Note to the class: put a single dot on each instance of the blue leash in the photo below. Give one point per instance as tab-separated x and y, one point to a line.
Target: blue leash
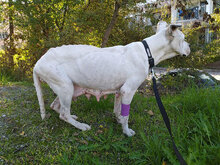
160	104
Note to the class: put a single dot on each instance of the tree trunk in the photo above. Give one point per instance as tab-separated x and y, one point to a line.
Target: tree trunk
11	46
111	25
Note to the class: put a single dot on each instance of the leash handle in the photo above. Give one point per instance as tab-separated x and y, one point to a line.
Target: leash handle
166	120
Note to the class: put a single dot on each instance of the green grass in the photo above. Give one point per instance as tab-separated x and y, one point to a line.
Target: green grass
26	139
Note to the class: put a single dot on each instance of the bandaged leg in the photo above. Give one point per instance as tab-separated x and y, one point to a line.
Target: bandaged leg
125	108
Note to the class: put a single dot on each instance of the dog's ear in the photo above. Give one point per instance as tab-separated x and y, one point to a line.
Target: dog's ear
161	25
171	29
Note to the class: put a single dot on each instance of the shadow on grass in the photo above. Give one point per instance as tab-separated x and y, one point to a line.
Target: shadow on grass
26	139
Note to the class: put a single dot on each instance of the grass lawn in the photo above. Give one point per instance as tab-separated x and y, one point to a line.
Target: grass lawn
26	139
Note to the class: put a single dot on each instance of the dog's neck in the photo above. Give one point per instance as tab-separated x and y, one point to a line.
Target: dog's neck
160	47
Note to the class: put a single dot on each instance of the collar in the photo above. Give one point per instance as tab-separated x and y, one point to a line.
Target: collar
150	58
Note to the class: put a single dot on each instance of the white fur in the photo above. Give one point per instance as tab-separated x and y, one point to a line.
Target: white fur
73	70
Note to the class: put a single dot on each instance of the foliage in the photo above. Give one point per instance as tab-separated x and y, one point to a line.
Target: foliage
26	139
202	52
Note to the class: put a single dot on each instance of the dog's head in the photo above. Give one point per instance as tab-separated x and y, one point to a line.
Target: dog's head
175	37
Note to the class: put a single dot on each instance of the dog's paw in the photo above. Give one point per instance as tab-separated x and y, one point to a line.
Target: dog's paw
129	132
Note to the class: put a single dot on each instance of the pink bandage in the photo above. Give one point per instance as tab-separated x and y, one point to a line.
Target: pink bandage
125	109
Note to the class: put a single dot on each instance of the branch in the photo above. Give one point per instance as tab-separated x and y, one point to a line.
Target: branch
111	25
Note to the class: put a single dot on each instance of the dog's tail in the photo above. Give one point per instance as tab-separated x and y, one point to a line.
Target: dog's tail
37	85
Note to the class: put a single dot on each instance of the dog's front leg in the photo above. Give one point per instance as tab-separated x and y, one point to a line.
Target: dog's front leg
127	95
117	106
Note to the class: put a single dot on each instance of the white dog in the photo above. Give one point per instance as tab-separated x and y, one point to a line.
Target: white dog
74	70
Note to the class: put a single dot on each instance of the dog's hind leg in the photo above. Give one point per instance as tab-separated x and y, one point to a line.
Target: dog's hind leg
64	89
56	107
117	106
127	93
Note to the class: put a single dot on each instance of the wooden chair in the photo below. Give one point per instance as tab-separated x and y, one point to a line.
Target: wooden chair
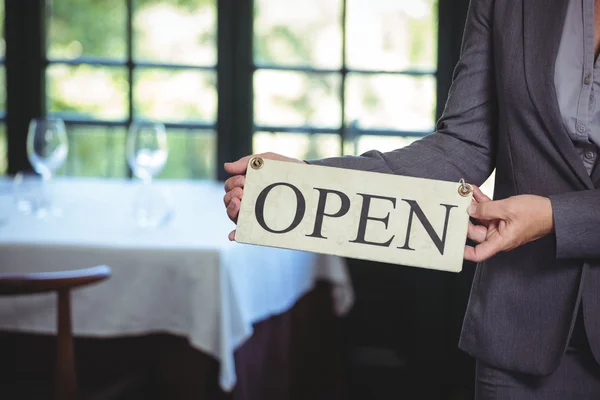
62	283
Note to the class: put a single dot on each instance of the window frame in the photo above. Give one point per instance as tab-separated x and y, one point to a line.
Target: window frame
26	62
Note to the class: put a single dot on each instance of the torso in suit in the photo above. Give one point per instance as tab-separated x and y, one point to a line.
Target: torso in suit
503	112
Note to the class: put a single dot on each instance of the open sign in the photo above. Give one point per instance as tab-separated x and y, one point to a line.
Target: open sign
356	214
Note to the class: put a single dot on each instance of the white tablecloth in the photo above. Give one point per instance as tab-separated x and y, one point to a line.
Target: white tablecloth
185	278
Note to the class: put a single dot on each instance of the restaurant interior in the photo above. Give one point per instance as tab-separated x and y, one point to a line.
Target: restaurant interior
117	278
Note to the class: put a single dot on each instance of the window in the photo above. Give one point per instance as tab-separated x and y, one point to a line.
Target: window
310	79
113	61
343	76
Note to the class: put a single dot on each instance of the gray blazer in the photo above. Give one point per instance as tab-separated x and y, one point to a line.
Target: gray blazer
502	112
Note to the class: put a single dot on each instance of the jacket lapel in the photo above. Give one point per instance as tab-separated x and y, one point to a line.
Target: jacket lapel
543	22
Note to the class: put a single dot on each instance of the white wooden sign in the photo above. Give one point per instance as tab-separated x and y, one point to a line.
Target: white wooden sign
355	214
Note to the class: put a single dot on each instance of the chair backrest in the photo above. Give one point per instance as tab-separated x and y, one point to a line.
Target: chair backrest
12	284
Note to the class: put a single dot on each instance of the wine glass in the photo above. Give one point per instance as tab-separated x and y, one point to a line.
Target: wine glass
147	154
47	149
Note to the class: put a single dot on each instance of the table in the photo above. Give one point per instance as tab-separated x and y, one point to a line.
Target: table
185	278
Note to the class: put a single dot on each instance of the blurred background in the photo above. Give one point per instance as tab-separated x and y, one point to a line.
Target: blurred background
227	78
308	79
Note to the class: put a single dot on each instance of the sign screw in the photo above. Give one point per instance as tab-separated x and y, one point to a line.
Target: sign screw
464	189
257	163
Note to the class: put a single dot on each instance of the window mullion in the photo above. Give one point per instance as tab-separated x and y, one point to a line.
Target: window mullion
25	35
344	72
130	66
235	117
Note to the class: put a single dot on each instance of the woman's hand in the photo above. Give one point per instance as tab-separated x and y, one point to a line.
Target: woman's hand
234	186
506	224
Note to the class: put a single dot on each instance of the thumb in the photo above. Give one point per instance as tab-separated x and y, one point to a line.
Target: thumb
488	210
237	167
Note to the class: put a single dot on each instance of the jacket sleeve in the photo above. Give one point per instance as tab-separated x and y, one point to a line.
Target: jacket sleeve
463	145
577	224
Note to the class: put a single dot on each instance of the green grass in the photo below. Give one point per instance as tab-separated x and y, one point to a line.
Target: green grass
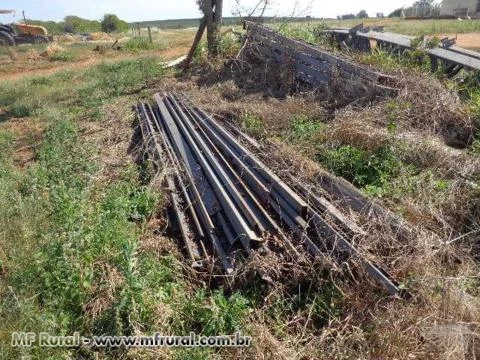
70	256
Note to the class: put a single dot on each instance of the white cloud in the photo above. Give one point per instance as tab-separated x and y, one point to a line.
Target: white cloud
139	10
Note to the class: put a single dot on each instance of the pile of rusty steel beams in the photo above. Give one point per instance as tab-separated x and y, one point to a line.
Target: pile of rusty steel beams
452	57
314	66
228	203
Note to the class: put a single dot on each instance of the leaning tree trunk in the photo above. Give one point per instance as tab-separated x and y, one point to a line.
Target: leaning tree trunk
213	14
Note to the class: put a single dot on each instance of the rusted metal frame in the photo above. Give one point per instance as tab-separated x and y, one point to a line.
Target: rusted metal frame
297	45
325	231
300	233
287	214
192	166
457	56
273	180
200	202
327	207
176	165
186	233
256	185
212	171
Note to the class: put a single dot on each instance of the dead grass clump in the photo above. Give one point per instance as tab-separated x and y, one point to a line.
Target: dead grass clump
423	104
33	55
65	38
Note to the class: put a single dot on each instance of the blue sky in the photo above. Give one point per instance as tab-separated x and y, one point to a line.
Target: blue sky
139	10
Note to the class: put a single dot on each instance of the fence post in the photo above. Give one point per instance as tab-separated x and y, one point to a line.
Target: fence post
150	34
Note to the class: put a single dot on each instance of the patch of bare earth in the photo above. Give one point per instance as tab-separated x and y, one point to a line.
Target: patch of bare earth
28	135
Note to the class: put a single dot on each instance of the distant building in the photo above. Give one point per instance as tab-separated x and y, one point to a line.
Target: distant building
460	8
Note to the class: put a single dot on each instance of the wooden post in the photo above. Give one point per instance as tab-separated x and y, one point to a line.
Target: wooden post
150	34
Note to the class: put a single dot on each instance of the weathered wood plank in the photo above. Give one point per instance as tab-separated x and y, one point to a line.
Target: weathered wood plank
296	45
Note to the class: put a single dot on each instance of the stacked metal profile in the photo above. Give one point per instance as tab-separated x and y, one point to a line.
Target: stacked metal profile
227	202
453	57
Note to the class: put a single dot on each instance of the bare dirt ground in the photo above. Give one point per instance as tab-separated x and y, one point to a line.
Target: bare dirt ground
468	41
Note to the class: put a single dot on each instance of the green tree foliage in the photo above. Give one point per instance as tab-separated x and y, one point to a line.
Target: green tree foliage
111	23
75	25
396	13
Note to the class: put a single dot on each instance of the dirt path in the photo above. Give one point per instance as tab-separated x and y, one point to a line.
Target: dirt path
167	54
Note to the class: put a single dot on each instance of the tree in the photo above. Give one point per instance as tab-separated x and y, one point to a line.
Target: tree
396	13
75	24
212	11
111	23
362	15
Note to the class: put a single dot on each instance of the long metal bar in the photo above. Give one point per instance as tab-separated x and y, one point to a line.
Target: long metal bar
203	147
250	213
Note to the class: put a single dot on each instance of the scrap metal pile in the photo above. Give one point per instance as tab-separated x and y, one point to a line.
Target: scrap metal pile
314	66
227	202
446	53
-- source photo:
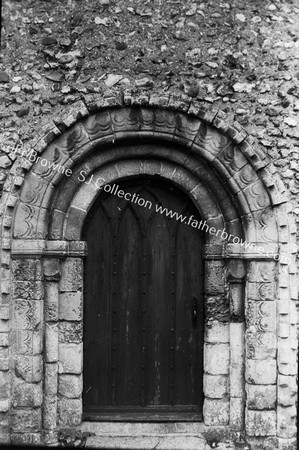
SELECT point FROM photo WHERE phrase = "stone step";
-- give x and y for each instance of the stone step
(144, 436)
(143, 428)
(170, 442)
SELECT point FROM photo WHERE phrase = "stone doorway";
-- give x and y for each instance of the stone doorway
(250, 339)
(143, 305)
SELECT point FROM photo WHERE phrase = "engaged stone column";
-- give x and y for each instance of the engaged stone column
(52, 276)
(216, 346)
(27, 347)
(261, 351)
(70, 343)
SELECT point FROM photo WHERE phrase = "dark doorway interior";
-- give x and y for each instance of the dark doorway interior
(143, 306)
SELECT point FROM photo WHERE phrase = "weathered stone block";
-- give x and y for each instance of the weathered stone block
(286, 421)
(4, 339)
(261, 345)
(51, 378)
(70, 358)
(217, 308)
(4, 405)
(71, 275)
(28, 314)
(237, 380)
(26, 420)
(261, 423)
(261, 397)
(51, 342)
(70, 386)
(217, 332)
(215, 278)
(261, 316)
(262, 443)
(261, 271)
(51, 301)
(215, 386)
(216, 412)
(262, 291)
(26, 395)
(287, 444)
(32, 290)
(236, 418)
(236, 302)
(71, 332)
(4, 312)
(50, 412)
(4, 435)
(4, 358)
(69, 412)
(261, 372)
(70, 306)
(216, 359)
(287, 390)
(27, 269)
(4, 384)
(51, 268)
(23, 439)
(50, 438)
(29, 368)
(236, 331)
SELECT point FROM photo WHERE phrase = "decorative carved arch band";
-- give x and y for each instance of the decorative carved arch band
(234, 187)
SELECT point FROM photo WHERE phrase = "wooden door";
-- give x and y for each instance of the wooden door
(143, 307)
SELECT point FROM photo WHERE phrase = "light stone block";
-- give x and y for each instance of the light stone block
(215, 386)
(261, 397)
(216, 359)
(70, 358)
(70, 306)
(216, 412)
(70, 386)
(261, 423)
(261, 372)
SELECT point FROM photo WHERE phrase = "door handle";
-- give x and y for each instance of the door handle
(194, 312)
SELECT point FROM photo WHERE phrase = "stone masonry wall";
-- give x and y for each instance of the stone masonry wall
(239, 57)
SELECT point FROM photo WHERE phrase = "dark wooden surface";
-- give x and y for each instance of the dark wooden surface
(143, 309)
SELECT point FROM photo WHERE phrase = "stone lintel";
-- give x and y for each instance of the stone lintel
(254, 251)
(41, 248)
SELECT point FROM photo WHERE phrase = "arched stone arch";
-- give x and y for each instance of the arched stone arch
(233, 185)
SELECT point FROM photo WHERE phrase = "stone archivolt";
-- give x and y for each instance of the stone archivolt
(251, 331)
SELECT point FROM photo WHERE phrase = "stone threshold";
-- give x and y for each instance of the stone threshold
(145, 436)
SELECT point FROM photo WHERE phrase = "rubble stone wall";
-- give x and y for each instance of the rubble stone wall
(214, 82)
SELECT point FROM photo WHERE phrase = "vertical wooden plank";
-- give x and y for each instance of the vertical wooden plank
(158, 312)
(97, 310)
(189, 317)
(127, 307)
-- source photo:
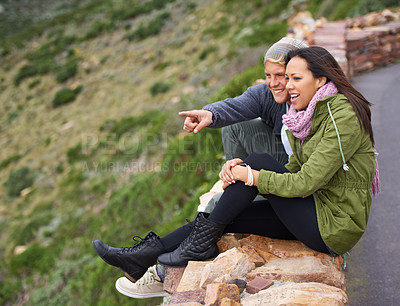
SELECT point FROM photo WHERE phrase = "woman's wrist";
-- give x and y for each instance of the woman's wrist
(240, 173)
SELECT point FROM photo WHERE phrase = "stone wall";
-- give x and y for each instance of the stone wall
(359, 45)
(255, 270)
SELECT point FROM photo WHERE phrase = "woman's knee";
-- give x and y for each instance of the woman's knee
(261, 160)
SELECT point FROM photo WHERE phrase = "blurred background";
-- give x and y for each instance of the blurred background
(91, 143)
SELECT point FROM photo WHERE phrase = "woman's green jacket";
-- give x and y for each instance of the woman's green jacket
(342, 198)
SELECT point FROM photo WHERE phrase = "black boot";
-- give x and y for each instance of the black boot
(134, 260)
(201, 244)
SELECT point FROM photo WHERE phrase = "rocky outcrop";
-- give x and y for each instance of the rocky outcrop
(286, 272)
(359, 44)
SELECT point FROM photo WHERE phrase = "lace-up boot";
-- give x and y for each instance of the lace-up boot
(201, 244)
(134, 260)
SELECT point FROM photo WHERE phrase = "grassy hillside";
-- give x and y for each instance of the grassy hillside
(92, 147)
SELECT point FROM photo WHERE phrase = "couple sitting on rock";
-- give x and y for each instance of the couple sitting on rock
(302, 140)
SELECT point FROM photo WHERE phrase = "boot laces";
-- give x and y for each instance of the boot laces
(138, 243)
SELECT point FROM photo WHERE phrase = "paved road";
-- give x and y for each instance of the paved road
(373, 272)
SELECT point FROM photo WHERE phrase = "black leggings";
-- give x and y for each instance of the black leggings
(274, 217)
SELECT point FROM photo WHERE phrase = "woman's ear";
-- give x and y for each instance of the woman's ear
(321, 81)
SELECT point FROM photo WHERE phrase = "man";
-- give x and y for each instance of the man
(251, 122)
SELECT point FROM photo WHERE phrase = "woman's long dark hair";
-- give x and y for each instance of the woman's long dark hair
(322, 64)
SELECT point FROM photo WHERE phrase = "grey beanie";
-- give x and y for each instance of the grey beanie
(278, 51)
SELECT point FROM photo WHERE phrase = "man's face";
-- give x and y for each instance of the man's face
(276, 82)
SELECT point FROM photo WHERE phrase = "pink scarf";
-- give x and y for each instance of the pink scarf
(299, 123)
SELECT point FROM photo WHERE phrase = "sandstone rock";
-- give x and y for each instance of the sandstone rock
(227, 266)
(215, 293)
(227, 242)
(301, 269)
(253, 255)
(240, 283)
(229, 302)
(172, 279)
(196, 296)
(258, 284)
(260, 244)
(191, 277)
(310, 294)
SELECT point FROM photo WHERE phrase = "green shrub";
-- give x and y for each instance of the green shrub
(18, 180)
(265, 33)
(8, 291)
(26, 71)
(65, 96)
(274, 8)
(130, 124)
(75, 153)
(99, 28)
(26, 232)
(159, 87)
(150, 28)
(35, 258)
(34, 83)
(42, 59)
(189, 6)
(220, 28)
(9, 160)
(67, 71)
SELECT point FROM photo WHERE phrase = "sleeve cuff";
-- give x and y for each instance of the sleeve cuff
(263, 181)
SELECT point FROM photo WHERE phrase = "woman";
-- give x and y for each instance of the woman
(322, 197)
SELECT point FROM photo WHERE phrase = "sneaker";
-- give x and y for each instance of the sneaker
(149, 286)
(134, 260)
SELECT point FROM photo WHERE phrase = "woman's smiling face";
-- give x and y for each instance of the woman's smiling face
(301, 84)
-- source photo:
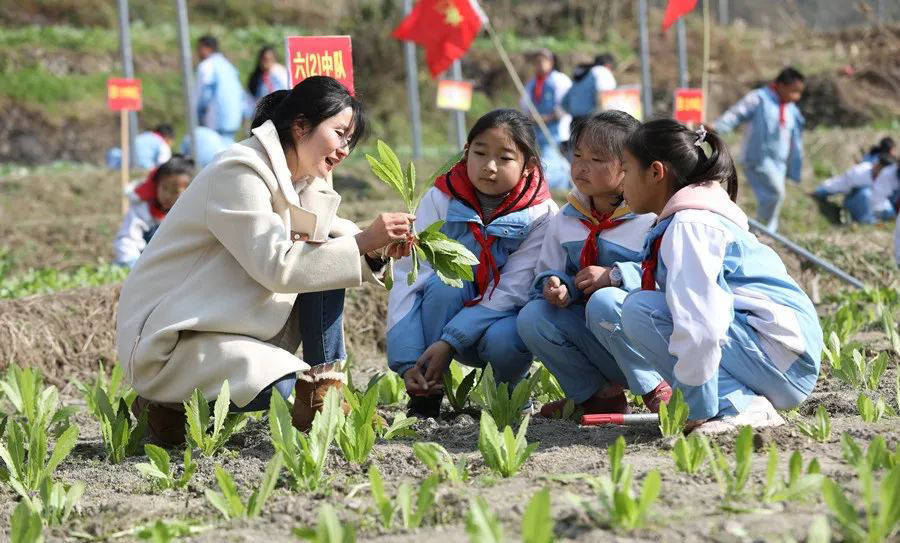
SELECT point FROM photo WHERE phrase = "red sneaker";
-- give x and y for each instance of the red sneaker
(660, 394)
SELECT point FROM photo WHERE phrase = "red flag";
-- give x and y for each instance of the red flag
(676, 9)
(445, 28)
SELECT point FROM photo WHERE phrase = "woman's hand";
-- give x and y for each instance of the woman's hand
(593, 278)
(386, 229)
(555, 292)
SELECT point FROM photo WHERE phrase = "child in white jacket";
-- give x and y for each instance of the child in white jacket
(149, 203)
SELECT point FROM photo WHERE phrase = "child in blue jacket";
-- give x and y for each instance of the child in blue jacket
(593, 232)
(718, 315)
(496, 203)
(773, 148)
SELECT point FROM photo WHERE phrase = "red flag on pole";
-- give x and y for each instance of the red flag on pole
(676, 9)
(445, 28)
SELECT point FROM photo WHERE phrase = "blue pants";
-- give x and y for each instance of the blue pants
(767, 181)
(560, 338)
(500, 345)
(317, 321)
(744, 370)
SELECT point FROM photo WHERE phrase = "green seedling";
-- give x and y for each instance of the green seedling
(458, 388)
(449, 259)
(733, 480)
(504, 408)
(876, 457)
(440, 463)
(673, 415)
(482, 524)
(26, 461)
(881, 507)
(537, 521)
(690, 453)
(401, 427)
(304, 455)
(25, 525)
(357, 434)
(224, 424)
(330, 529)
(819, 429)
(229, 501)
(504, 453)
(799, 484)
(401, 509)
(160, 471)
(871, 411)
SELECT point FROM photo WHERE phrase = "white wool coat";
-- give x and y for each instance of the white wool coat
(218, 281)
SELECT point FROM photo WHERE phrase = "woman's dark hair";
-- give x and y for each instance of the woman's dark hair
(177, 165)
(312, 101)
(256, 76)
(605, 133)
(521, 130)
(265, 108)
(674, 145)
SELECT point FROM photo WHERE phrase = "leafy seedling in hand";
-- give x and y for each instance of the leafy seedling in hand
(159, 469)
(229, 501)
(449, 259)
(225, 425)
(504, 452)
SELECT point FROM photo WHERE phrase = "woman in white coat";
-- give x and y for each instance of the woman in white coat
(251, 262)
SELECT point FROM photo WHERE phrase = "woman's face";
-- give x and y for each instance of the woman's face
(320, 151)
(595, 174)
(494, 162)
(169, 188)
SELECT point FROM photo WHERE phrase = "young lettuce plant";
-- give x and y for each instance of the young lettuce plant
(160, 471)
(449, 259)
(304, 455)
(229, 501)
(224, 424)
(504, 453)
(402, 507)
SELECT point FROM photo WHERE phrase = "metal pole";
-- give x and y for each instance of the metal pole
(412, 89)
(187, 72)
(458, 118)
(127, 67)
(682, 52)
(803, 253)
(646, 88)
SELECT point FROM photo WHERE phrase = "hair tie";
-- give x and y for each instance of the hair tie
(701, 135)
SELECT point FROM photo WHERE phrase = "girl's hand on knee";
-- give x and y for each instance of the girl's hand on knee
(555, 292)
(591, 279)
(435, 360)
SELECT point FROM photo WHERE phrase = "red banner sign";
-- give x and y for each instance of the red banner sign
(320, 55)
(123, 94)
(689, 106)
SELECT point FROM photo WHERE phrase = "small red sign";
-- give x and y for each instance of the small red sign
(123, 94)
(689, 105)
(320, 55)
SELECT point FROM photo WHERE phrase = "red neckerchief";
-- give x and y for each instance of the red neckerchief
(538, 91)
(782, 106)
(146, 191)
(530, 191)
(590, 249)
(648, 266)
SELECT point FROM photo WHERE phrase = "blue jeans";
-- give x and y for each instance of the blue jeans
(744, 371)
(560, 338)
(316, 320)
(499, 346)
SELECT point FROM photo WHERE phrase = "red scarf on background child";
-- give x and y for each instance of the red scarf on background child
(530, 191)
(146, 191)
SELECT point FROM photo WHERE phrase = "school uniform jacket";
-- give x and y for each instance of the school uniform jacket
(517, 247)
(565, 240)
(713, 270)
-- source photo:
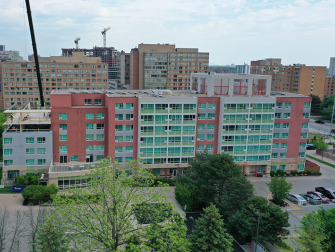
--*--
Copy out each line of the material in which the word "below" turns up.

Note to the class: put a single dot on each instance of the blue leash in the photo below. Give one point per instance as tab-separated x and y, one point to a line.
Note to the class: put a single dot on each instance of the wooden chair in the photo below. Give one point per instance as tab-separated x and y, one point to a line.
Note to the class: put a single dot on each instance of the green grass in the photo below. Give one point per instance as tab-separated x and y, one point to a line.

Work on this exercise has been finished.